(The request):
In the material, take everything from the line containing "path in the photo above." down to the line containing "(1034, 415)" and swap "rolled yoga mat" for "rolled exercise mat", keeping every other part the same and leaving the pictures out.

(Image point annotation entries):

.....

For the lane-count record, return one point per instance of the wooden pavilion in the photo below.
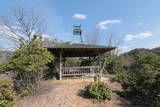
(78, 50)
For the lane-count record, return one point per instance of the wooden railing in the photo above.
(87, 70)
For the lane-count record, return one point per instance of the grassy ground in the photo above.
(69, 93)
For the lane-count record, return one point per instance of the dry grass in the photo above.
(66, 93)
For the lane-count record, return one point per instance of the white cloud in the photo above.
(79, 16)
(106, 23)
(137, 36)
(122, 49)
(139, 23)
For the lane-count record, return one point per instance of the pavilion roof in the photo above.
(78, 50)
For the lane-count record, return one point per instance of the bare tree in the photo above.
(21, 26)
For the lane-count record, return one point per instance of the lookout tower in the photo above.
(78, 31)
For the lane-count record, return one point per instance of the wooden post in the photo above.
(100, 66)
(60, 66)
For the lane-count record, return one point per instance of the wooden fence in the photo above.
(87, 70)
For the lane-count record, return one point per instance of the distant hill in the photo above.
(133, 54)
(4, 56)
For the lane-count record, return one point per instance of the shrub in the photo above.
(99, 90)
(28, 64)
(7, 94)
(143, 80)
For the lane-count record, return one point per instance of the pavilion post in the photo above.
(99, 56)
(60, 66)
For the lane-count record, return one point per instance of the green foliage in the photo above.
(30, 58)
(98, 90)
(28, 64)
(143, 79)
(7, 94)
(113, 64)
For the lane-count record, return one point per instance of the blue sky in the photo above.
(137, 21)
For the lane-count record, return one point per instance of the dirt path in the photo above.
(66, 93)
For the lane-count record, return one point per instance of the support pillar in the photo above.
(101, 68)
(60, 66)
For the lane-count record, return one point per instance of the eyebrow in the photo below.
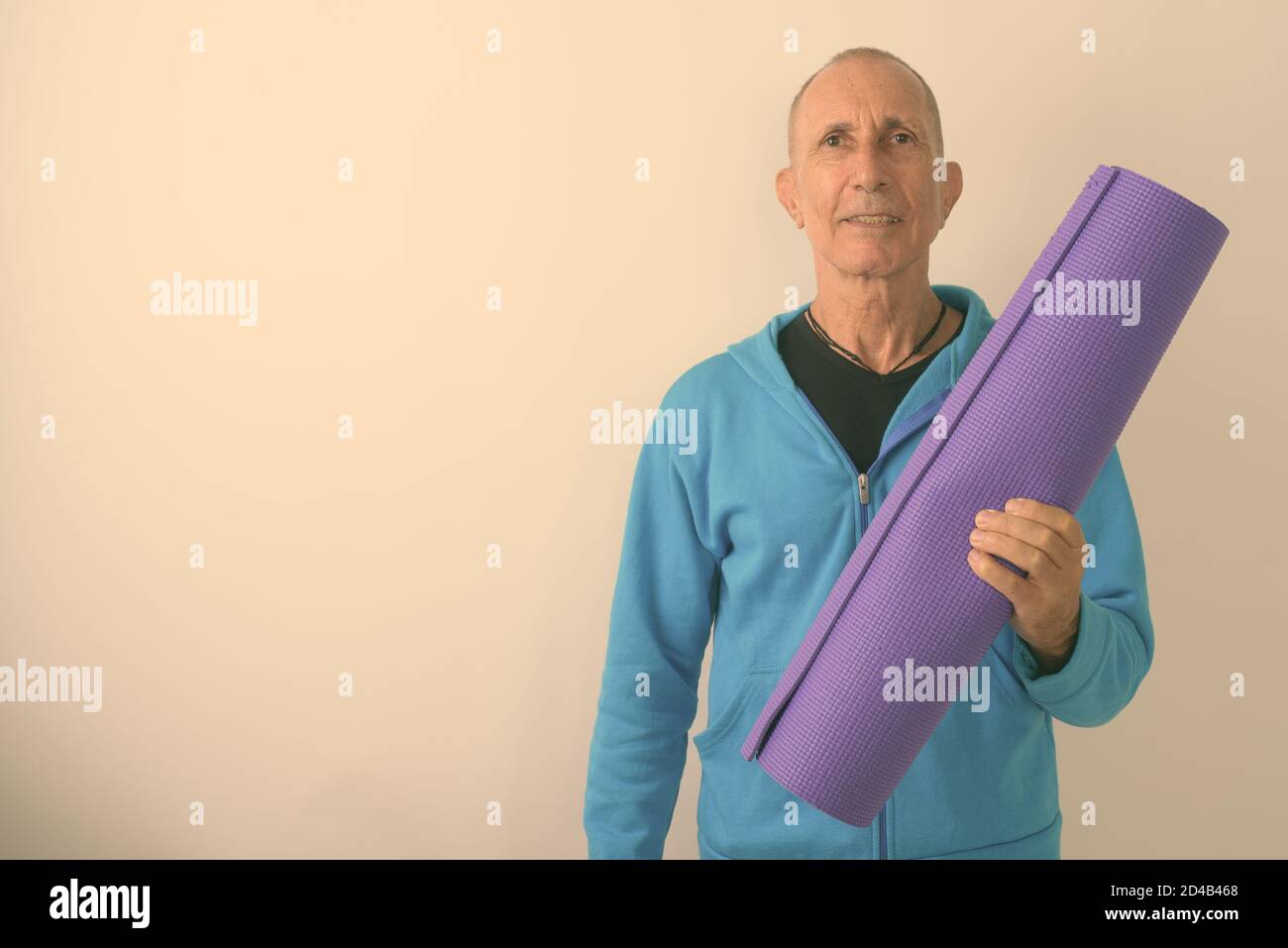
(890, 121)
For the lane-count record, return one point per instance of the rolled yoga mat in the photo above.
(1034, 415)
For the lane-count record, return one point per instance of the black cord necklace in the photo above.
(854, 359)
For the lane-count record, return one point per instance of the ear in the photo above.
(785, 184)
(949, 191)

.....

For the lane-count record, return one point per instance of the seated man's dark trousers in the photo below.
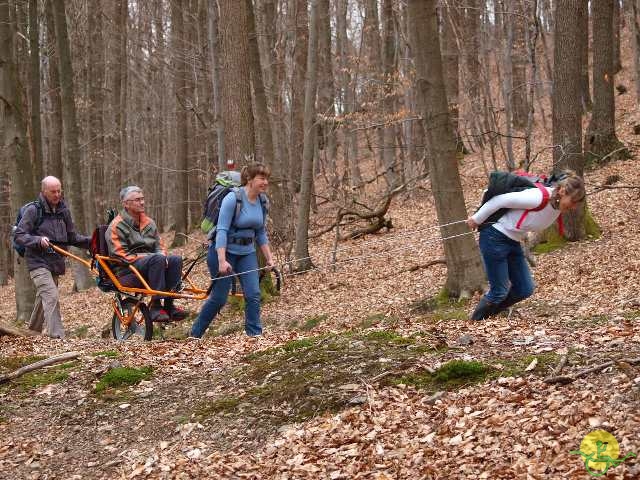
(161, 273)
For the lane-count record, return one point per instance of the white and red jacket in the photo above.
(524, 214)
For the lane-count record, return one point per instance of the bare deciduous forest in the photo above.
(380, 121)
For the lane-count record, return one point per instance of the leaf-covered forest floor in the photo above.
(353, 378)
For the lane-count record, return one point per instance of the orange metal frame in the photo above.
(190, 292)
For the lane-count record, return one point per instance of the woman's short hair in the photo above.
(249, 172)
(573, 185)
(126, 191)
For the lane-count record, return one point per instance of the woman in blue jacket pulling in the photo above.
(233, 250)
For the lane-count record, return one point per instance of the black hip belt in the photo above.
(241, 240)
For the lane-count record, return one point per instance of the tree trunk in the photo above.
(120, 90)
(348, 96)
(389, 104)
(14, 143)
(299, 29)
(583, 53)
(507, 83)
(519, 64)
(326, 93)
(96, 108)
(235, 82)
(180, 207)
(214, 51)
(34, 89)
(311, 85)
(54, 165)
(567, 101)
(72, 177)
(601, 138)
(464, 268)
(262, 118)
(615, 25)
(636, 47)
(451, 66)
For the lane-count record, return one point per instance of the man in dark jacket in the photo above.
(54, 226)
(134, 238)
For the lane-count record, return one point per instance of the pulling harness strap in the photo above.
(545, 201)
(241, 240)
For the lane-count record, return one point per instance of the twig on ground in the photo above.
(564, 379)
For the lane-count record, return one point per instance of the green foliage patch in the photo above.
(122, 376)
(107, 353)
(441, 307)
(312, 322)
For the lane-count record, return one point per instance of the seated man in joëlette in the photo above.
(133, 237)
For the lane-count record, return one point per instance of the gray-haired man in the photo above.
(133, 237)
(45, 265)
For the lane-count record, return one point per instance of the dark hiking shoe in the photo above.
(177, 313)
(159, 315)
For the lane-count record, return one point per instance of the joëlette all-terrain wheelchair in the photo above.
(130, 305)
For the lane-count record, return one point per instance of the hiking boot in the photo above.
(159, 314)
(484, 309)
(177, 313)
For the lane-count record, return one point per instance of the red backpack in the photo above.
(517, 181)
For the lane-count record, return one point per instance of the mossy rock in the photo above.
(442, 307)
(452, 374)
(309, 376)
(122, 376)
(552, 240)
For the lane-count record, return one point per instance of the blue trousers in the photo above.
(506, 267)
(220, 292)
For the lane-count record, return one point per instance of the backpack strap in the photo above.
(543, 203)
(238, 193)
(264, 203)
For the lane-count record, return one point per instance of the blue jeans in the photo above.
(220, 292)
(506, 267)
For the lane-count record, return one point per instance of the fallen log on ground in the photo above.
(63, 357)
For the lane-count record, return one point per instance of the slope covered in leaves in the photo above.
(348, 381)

.....

(Result of this exercise):
For the lane-count record, return one point per instance of the dirt path in the photo above.
(66, 93)
For the lane-count record, return one point per instance of the support pillar in the photo above.
(101, 68)
(60, 66)
For the lane-count record, return one point per instance of the eyebrow in the photo below.
(890, 121)
For the lane-count record, return one point per instance of the rolled exercise mat in the photo above.
(1034, 415)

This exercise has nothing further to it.